(WORK REQUIRED) Count the lines in the data below that contain the string "white", matching case exactly, and reply with only that number.

(DATA FOR THIS EXERCISE)
* begin *

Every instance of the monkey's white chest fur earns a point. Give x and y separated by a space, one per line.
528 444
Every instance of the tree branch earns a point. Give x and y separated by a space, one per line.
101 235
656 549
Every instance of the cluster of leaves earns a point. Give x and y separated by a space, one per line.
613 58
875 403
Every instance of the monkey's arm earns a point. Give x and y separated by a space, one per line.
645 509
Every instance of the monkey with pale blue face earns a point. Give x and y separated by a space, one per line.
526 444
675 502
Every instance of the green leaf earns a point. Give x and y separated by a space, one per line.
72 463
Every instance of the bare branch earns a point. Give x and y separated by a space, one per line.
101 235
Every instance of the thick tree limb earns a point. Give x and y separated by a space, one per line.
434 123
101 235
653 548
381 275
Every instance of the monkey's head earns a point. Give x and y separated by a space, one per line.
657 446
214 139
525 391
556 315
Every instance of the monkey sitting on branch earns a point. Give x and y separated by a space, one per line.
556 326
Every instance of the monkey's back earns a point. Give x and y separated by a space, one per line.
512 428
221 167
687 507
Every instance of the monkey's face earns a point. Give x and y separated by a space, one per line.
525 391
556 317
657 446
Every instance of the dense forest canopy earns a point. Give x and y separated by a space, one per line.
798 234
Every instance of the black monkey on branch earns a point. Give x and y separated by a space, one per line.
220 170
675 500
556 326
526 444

* end *
* begin *

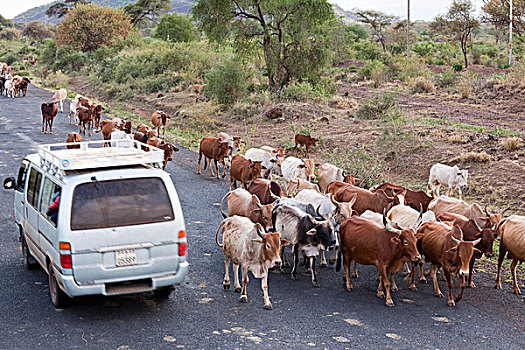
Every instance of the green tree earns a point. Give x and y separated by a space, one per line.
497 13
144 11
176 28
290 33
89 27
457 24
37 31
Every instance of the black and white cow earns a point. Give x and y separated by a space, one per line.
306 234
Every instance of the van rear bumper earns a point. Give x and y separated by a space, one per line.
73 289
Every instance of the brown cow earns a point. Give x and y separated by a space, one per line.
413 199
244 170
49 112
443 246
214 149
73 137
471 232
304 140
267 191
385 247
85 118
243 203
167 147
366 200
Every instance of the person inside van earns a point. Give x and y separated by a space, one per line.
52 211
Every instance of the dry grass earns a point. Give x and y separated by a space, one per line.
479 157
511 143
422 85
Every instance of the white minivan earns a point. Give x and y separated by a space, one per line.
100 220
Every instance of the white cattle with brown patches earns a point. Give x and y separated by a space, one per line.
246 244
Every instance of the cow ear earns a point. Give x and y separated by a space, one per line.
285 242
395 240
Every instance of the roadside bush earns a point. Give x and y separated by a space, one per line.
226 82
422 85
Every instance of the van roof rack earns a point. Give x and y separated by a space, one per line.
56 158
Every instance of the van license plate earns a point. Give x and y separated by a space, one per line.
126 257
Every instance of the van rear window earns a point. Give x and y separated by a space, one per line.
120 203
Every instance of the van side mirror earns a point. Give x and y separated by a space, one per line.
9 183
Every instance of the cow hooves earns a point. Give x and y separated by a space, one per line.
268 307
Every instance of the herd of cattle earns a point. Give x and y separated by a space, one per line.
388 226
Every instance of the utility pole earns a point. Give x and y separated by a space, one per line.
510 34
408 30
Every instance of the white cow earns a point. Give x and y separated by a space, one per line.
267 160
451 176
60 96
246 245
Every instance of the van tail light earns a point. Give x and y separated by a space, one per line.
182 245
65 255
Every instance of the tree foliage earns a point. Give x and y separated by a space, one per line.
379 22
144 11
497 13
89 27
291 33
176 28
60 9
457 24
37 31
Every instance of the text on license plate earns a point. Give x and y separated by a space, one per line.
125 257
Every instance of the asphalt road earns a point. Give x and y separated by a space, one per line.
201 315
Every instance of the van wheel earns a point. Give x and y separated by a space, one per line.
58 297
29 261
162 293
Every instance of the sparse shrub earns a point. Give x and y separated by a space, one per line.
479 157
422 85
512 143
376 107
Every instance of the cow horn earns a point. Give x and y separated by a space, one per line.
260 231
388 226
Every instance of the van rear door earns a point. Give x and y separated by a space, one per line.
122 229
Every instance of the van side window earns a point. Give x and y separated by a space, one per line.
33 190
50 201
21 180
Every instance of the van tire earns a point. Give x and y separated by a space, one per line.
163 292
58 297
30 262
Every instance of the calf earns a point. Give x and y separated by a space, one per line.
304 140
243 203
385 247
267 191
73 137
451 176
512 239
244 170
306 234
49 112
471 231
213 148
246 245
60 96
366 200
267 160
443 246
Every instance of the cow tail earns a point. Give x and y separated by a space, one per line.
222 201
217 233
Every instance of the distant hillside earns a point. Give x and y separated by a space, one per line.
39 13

* end *

(PROBLEM SOLUTION) 5